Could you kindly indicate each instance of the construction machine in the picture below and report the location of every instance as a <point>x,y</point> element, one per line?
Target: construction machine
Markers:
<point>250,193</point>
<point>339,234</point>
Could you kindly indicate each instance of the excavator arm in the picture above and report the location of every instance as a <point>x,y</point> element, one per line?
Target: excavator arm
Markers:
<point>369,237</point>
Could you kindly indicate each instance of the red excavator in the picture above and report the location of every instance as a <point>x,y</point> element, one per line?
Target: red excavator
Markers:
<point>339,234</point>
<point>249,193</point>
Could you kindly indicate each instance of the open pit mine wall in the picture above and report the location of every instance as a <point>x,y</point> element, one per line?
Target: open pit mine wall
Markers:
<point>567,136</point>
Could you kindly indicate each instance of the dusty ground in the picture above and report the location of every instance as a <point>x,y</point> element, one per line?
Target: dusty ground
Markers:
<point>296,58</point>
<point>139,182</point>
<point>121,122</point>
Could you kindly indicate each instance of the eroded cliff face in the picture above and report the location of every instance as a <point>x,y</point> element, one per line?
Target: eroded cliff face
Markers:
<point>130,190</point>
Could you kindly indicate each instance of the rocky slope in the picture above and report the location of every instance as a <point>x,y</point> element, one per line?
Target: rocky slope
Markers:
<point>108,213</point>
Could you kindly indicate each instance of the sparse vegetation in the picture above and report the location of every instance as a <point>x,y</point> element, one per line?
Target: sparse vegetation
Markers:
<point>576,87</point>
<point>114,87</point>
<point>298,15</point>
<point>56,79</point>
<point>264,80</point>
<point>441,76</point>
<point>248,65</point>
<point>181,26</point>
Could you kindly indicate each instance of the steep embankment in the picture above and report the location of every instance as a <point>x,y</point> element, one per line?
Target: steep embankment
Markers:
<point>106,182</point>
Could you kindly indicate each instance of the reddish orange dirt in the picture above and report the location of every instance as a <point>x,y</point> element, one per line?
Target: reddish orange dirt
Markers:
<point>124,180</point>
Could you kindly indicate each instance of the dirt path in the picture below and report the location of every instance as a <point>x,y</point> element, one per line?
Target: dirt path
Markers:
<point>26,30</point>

.....

-- Task to complete --
Retype each record, matching it exactly.

-- Task answer --
Could you kindly indicate each instance of the construction machine in the picture below and report the location of every instance as a <point>x,y</point> element, one per line?
Target: construction machine
Markers:
<point>250,193</point>
<point>339,234</point>
Could you kindly indicate each instance of the excavator arm in the picture above and report the location of every instance as a <point>x,y</point> element, one per line?
Target: excavator arm
Markers:
<point>369,237</point>
Could you kindly indicate each instance of the red excavator in the picture above and report the location of every instance as a <point>x,y</point> element, one per line?
Target: red excavator
Markers:
<point>339,234</point>
<point>249,193</point>
Could you kindly indicate each instance of the open pit mine wall in the picture above and report the location of every instance as a <point>x,y</point> element, one per line?
Target: open pit mine wall
Markers:
<point>567,136</point>
Could you kindly indicate each instance of the dusty ground in the picture above and report the location of every instance as a <point>x,y</point> element, one per line?
Target: dusty ground
Markers:
<point>296,58</point>
<point>139,182</point>
<point>121,122</point>
Could you kindly indicate each instance of the eroded cliff face in the picture above and report the location of every instance as a <point>x,y</point> element, one per line?
Target: eroded cliff face
Markers:
<point>130,190</point>
Could you kindly indicate each instance of the rocky slope in the picture above and report the location of every instance as a <point>x,y</point> element, one per line?
Target: rocky slope
Markers:
<point>108,213</point>
Could you kindly indicate each instance of the sparse vegetation in the picture above and report the location of every instance as a <point>x,y</point> element, one per line?
Target: sparse vegetation
Markers:
<point>576,87</point>
<point>114,87</point>
<point>298,15</point>
<point>56,79</point>
<point>264,80</point>
<point>441,76</point>
<point>248,65</point>
<point>181,26</point>
Could you kindly indicate each instance of the steep embankment in the picture above and report the location of every instance as a <point>x,y</point> element, one per line?
Target: steep embankment
Markers:
<point>106,182</point>
Could you kindly indicate each instance of the reddish orange dirt in the picture above and report the location of every instance as a <point>x,y</point> element, one per line?
Target: reddish orange dirt
Markers:
<point>124,180</point>
Could you kindly indicate each instance of the dirt path in the picture below and report the location of every instance as a <point>x,y</point> element, one per line?
Target: dirt path
Markers:
<point>26,30</point>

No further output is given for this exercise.